- [TO DO]
Your task is to write out the lines from the line containing "Could you point out every instance of the green" through the last line of the material, exactly.

>> begin

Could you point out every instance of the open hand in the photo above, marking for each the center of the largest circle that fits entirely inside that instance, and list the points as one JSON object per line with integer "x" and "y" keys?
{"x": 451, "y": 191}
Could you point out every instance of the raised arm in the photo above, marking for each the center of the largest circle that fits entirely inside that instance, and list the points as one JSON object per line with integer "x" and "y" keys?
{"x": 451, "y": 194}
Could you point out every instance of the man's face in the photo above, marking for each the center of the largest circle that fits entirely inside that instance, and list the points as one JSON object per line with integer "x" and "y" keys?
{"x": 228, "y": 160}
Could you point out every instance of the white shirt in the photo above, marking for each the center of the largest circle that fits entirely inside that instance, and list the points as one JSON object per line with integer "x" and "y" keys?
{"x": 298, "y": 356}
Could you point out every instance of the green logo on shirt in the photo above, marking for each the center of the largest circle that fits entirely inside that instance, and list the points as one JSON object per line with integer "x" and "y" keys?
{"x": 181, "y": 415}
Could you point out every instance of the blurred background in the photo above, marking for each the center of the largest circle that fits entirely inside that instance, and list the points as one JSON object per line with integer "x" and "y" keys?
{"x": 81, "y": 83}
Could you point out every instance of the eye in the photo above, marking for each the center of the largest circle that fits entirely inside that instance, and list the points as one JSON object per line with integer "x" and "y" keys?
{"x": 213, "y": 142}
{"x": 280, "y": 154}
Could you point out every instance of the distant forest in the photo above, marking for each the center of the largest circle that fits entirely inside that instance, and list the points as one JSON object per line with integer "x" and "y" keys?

>> end

- [FINISHED ANSWER]
Could you point out every instance of the green logo on shirt in the photo above, marking for each the center of the largest circle that fits entirely inside that instance, and list the points as one JSON object per line with integer "x" and "y" keys?
{"x": 181, "y": 415}
Could you point out every instance of the blurred background in the photo above, marking for each the center of the largest circle that fits entirely inside that instance, and list the points as one JSON object per line with integer "x" and "y" keys?
{"x": 81, "y": 83}
Could you point out every instance of the eye in the photo above, marking for each the center of the largest circle that fits entirely inside that instance, and list the points as one JSON object per line with integer "x" and "y" keys?
{"x": 213, "y": 142}
{"x": 280, "y": 154}
Could you point out every instance of the distant forest in the photo above, marking for each the center of the largest circle that fits entirely inside that instance, and list the points as one JSON object per line with integer "x" and "y" keys?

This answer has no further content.